[Dataset excerpt]
start

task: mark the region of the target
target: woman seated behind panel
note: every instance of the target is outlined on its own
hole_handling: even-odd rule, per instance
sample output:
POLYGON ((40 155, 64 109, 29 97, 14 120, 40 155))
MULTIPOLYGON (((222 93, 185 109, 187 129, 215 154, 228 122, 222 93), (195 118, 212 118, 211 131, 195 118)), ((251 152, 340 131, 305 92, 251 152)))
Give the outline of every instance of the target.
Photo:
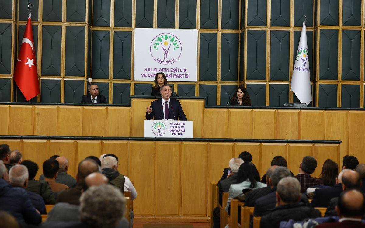
POLYGON ((230 105, 251 106, 250 95, 243 85, 239 85, 229 101, 230 105))
MULTIPOLYGON (((162 72, 156 74, 155 76, 155 85, 152 87, 152 91, 151 95, 152 96, 161 96, 161 91, 160 88, 165 84, 168 84, 169 82, 166 78, 166 76, 165 73, 162 72)), ((171 95, 173 96, 173 90, 171 91, 171 95)))

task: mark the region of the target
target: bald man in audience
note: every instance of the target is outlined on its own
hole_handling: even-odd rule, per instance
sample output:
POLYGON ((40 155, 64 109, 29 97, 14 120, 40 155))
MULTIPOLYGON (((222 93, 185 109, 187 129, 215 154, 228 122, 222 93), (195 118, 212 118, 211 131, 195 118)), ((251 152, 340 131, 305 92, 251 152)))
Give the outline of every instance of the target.
MULTIPOLYGON (((109 180, 104 175, 99 173, 91 173, 85 179, 82 192, 86 191, 91 186, 99 186, 108 183, 109 180)), ((80 221, 79 206, 67 202, 56 204, 48 213, 47 222, 67 222, 80 221)))
POLYGON ((10 168, 9 180, 13 187, 20 187, 26 189, 27 196, 30 200, 34 208, 43 215, 46 215, 46 206, 43 198, 38 194, 26 190, 28 186, 28 169, 25 166, 16 165, 10 168))
POLYGON ((355 171, 357 172, 361 179, 361 186, 360 190, 362 193, 365 193, 365 164, 359 164, 355 168, 355 171))
MULTIPOLYGON (((342 174, 342 190, 351 189, 360 190, 361 185, 360 175, 357 172, 349 169, 345 171, 342 174)), ((338 197, 333 198, 330 201, 330 204, 324 214, 324 216, 336 216, 337 215, 335 207, 338 202, 338 197)))
POLYGON ((365 198, 364 194, 358 190, 343 192, 339 197, 336 211, 340 217, 338 221, 322 223, 316 227, 365 227, 365 224, 361 222, 361 217, 365 213, 365 198))
MULTIPOLYGON (((50 159, 51 159, 51 158, 50 158, 50 159)), ((68 159, 65 156, 58 156, 56 158, 55 160, 58 162, 59 166, 58 168, 58 174, 57 177, 56 178, 55 182, 66 185, 70 188, 74 187, 77 183, 77 181, 76 181, 76 179, 74 178, 67 173, 69 168, 68 159)), ((39 180, 44 180, 44 175, 42 174, 39 177, 39 180)))
POLYGON ((74 188, 60 192, 56 203, 63 202, 75 205, 80 205, 79 199, 82 193, 85 178, 89 174, 98 171, 97 164, 93 160, 85 159, 80 162, 78 163, 77 173, 76 176, 77 183, 74 188))

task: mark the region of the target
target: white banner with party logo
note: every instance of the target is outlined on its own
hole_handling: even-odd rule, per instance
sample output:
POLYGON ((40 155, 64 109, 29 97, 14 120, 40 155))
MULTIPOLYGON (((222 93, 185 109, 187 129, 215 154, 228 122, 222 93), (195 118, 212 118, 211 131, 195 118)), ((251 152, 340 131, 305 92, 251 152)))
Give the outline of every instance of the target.
POLYGON ((145 120, 144 137, 192 138, 193 121, 145 120))
POLYGON ((197 54, 196 29, 136 28, 134 79, 153 81, 162 72, 169 81, 196 81, 197 54))

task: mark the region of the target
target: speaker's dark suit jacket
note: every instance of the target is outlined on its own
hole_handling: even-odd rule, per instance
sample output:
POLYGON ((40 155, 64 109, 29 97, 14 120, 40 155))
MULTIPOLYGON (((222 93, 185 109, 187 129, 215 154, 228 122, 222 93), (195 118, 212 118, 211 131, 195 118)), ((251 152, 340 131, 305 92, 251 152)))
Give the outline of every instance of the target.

end

Please rewrite all the records above as a numbered list with one line per item, leaving out the blank lines and the pictures.

ANSWER BELOW:
1. task: mark the region of the target
2. target: woman seated behind panel
3. note: every instance of the target is outlined on its own
4. hole_handling: even-odd rule, per instance
5. sample output:
6. POLYGON ((40 155, 64 109, 29 97, 14 120, 40 155))
7. MULTIPOLYGON (((222 93, 185 109, 187 129, 215 154, 228 122, 222 93), (195 118, 212 118, 211 131, 195 118)), ((251 152, 340 131, 305 92, 251 152)))
8. Give the outline of every instance of the target.
9. Photo:
10. POLYGON ((230 105, 251 106, 250 95, 243 85, 239 85, 229 101, 230 105))
11. MULTIPOLYGON (((162 72, 156 74, 155 76, 155 85, 152 87, 152 91, 151 95, 152 96, 161 96, 161 91, 160 88, 165 84, 168 84, 169 82, 166 78, 166 76, 165 73, 162 72)), ((171 95, 173 96, 173 90, 171 91, 171 95)))
12. task: mark the region of the target
13. target: bald man in audience
14. note: every instance of the target is outlined on its own
15. hole_handling: even-odd rule, per instance
16. sample output:
17. POLYGON ((40 155, 64 109, 29 97, 14 120, 40 155))
18. MULTIPOLYGON (((222 93, 185 109, 187 129, 215 154, 228 122, 222 93), (195 118, 212 118, 211 131, 195 118)), ((251 152, 340 131, 305 92, 251 152)))
19. Give the outline of every instance of the target.
20. MULTIPOLYGON (((109 180, 104 175, 99 173, 91 173, 85 179, 82 192, 86 191, 91 186, 99 186, 108 183, 109 180)), ((80 221, 79 206, 67 202, 56 204, 48 213, 47 222, 67 222, 80 221)))
21. POLYGON ((10 168, 9 180, 13 187, 20 187, 26 189, 27 196, 30 200, 34 208, 43 215, 46 215, 46 206, 43 198, 38 194, 26 190, 28 186, 28 169, 25 166, 16 165, 10 168))
22. POLYGON ((355 171, 357 172, 361 179, 361 186, 360 190, 362 193, 365 193, 365 164, 359 164, 355 168, 355 171))
23. MULTIPOLYGON (((342 174, 342 190, 351 189, 360 190, 361 185, 360 175, 357 172, 349 169, 345 171, 342 174)), ((338 197, 333 198, 330 201, 330 204, 324 214, 324 216, 336 216, 337 215, 335 207, 338 202, 338 197)))
24. POLYGON ((365 198, 364 194, 358 190, 343 192, 339 197, 336 211, 340 217, 338 221, 322 223, 316 227, 365 227, 365 224, 361 222, 361 217, 365 213, 365 198))
25. MULTIPOLYGON (((50 159, 51 159, 51 158, 50 158, 50 159)), ((68 159, 65 156, 58 156, 56 158, 55 160, 58 162, 59 166, 58 168, 58 174, 57 177, 56 178, 55 182, 66 185, 70 188, 74 187, 77 183, 77 181, 76 181, 76 179, 74 178, 67 173, 69 168, 68 159)), ((39 180, 44 180, 44 175, 42 174, 39 177, 39 180)))
26. POLYGON ((74 188, 60 192, 56 203, 63 202, 75 205, 80 205, 79 199, 82 193, 85 178, 89 174, 98 171, 97 164, 93 160, 85 159, 80 162, 78 163, 77 173, 76 176, 77 183, 74 188))
27. task: mark the region of the target
28. target: white banner with party logo
29. note: every instance of the target is outlined on its own
30. hole_handling: even-odd rule, per instance
31. sample output:
32. POLYGON ((40 155, 64 109, 29 97, 14 120, 40 155))
33. MULTIPOLYGON (((222 93, 185 109, 187 129, 215 154, 228 122, 222 93), (195 118, 212 118, 211 131, 195 118)), ((251 152, 340 131, 305 92, 251 152)))
34. Give the outline of every instance of the target.
35. POLYGON ((145 120, 144 137, 192 138, 193 121, 145 120))
36. POLYGON ((197 54, 196 29, 136 28, 134 79, 153 81, 162 72, 169 81, 196 81, 197 54))
37. task: mark the region of the target
38. target: speaker's dark suit jacket
39. note: every instance of the target is outlined on its own
40. hole_handling: even-odd rule, per instance
41. sample output:
42. POLYGON ((40 155, 64 109, 29 97, 14 120, 40 155))
43. MULTIPOLYGON (((222 93, 185 109, 187 129, 215 154, 228 122, 222 93), (195 118, 212 118, 211 131, 195 118)), ((251 152, 340 131, 305 92, 251 152)))
44. Give the outline of every instance of the target.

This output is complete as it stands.